***** DOCUMENT PASSAGE *****

Now, the series is going back to Wrigley Field, and Mark Prior will start Game 6 on Tuesday night. Prior is 12-1 with a 1.55 ERA in 13 starts since returning from the disabled list Aug. 4, and he's already won two postseason games. When he started this year, the Cubs went 21-9.

If Prior falters, the Cubs will go with Kerry Wood in Game 7. That would be the same Kerry Wood who is 5-0 over his last six starts, including two playoff wins against the Atlanta Braves.

"We've got two games, we've got to win one," said Matt Clement, who won Game 4. "For them to get through u1, they've got to beat our best."

Meanwhile, in the American League, rain fell on the field at Fenway Park on Sunday, not a beloved 72-year-old coach.

Hostilities between the New York Yankees and the Boston Red Sox took a weather-induced break Sunday, with a daylong downpour delaying Game 4 of the AL championship series a night. That followed an ugly game 3 in which benches cleared and Yankees coach Don Zimmer was thrown to the ground after attacking Red Sox pitcher Pedro Martinez.

Bob Watson, baseball's vice president in charge of discipline, issued four fines to the central combatants in New York's 4-3 win Saturday, penalizing Boston's Martinez and Manny Ramirez, and New York's Karim Garcia and Zimmer. While Watson didn't identify the amounts, Martinez was fined $50,000, Ramirez $25,000, Garcia $10,000 and Zimmer $5,000, according to a baseball executive who spoke on the condition he not be identified.

Martinez began the boorishness when he threw a pitch near Garcia's head that nicked his shoulder. Garcia then made a hard slide at second baseman Todd Walker, and Ramirez took offense to a pitch by Roger Clemens, walking toward the mound, bat in hand. The benches cleared and Zimmer lunged at Martinez, who grabbed the former Boston manager by the head and pushed him to the ground.

"I'm embarrassed at what happened," Zimmer said, fighting back tears as he apologized Sunday. "I'm embarrassed for the Yankees, the Red Sox, the fans, the umpires and my family."

Zimmer, in his 54th professional season, left the ballpark on a stretcher after the game and was taken to the hospital with a strained left groin. "I was hurting," the coach said.

Boston owner John Henry was pleased with Zimmer's contrite comments.

"I wouldn't mind seeing the same thing coming from our side," Henry said.

As the rain fell, police sought witnesses to a bullpen fight between two Yankees and a Red Sox employee before deciding whether to file assault charges.

*****

◆ ASSIGNED TASK 1
According to the baseball playoffs passage, how much was Pedro Martinez fined?
◆ ASSIGNED TASK 2
Continue the baseball playoffs passage from its last sentence.

***** DATASET EXTRACT *****

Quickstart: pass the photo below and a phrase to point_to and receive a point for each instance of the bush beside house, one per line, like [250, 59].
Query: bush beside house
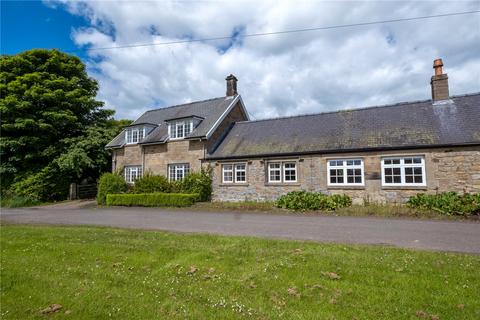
[110, 183]
[449, 203]
[157, 199]
[304, 200]
[155, 190]
[151, 183]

*****

◆ TASK RESULT 1
$50,000

◆ TASK RESULT 2
The Red Sox said that two Boston police officers in the bullpen support the story of grounds crew worker Paul Williams, who contend Yankees Jeff Nelson and Karim Garcia attacked him for cheering for the Red Sox.

Speaking before Game 4 was rained out Sunday, though, Nelson said Williams "got in my face" and instigated the fighting.

"I was basically defending myself.…I've been playing the game for 12 years. Don't you think I would know better than to attack somebody?" Nelson said.

Police spokesman Michael McCarthy was not sure how long the investigation would take.

Nelson said he was annoyed that Williams was cheering for the Red Sox while he was in the New York bullpen. "I told him to go over to the other side," Nelson said.

Williams said he only cheered for the Red Sox once.

"If that was poor taste or improper baseball etiquette or decorum, that's certainly something someone could question," Red Sox spokesman Charles Steinberg said. "Whether it merited an attack that had him in the hospital is certainly another story."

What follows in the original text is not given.